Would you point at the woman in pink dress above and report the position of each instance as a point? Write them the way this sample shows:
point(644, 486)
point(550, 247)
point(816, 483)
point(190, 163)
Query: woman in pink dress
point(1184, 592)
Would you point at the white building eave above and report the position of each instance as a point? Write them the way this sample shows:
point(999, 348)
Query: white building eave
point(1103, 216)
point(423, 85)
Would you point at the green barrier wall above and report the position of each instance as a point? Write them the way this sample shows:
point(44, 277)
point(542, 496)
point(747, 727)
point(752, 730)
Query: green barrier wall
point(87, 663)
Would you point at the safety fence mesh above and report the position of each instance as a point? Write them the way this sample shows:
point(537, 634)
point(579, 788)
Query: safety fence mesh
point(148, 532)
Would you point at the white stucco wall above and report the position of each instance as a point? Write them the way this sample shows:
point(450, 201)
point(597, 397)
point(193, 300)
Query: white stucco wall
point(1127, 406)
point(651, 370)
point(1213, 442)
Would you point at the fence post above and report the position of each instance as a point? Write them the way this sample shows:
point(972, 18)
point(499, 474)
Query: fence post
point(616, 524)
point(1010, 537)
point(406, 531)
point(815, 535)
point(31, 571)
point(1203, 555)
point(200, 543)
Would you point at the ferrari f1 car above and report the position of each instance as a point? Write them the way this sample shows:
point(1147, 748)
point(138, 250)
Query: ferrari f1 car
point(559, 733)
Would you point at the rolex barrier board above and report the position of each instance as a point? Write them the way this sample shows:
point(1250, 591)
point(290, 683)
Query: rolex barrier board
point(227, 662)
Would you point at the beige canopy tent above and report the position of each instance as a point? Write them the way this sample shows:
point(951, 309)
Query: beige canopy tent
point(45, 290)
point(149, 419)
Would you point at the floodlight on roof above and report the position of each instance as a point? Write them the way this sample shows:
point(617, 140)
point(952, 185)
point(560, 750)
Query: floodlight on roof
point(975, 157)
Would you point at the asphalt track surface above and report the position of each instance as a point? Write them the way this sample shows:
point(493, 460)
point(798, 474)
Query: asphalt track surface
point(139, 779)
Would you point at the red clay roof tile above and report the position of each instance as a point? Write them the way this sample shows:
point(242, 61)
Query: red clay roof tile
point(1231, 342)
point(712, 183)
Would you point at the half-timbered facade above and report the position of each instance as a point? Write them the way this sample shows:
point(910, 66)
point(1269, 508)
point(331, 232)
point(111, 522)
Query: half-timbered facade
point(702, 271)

------------------------------------------------

▶ **Your task**:
Copy out the items above word for word, beginning at the line with "Would you point at the green" and going on through the line with "point(139, 779)", both included.

▶ **Final result**:
Would you point at the green barrier wall above and report the position of each instance as a point? Write them the way this sample shows:
point(44, 277)
point(542, 496)
point(747, 727)
point(752, 730)
Query: green barrier wall
point(87, 663)
Would you point at the safety fence mesh above and report the position of each instance as a point? Write them the way this sample shows:
point(537, 634)
point(579, 788)
Query: safety fence mesh
point(148, 532)
Would you point at the white stucco wall above and report the position of each instance as a point? Write them the way this sample shows:
point(450, 201)
point(597, 397)
point(193, 300)
Query: white stucco wall
point(1127, 406)
point(651, 370)
point(1213, 442)
Would you point at the fence post above and report the position of each instance as a point? Write them the way this sample shows:
point(972, 18)
point(499, 474)
Query: fence post
point(616, 524)
point(1010, 537)
point(406, 531)
point(815, 535)
point(31, 571)
point(1203, 555)
point(200, 543)
Would you point at the ferrari f1 car above and report the position of each instance as a point? Write them the way this sample shows:
point(1147, 748)
point(138, 250)
Query: ferrari f1 car
point(559, 733)
Would you point at the rolex barrier board above and report the position of each instance as a point? Write them the way this sample shows:
point(1250, 591)
point(290, 683)
Query: rolex barrier board
point(227, 662)
Would you point at the beige canopy tent above and report the position of each instance as a point? Write them the way this sample shows:
point(951, 309)
Query: beige canopy tent
point(45, 290)
point(149, 419)
Would you point at the floodlight on roof above and report the position of each instance as a point? Write them the way this sample shows:
point(617, 140)
point(952, 185)
point(560, 750)
Query: floodlight on roof
point(975, 157)
Would you point at the asphalt track surface above and report the position of each instance as a point? Write them the way this sample shows:
point(493, 460)
point(798, 474)
Query: asphalt track surface
point(139, 779)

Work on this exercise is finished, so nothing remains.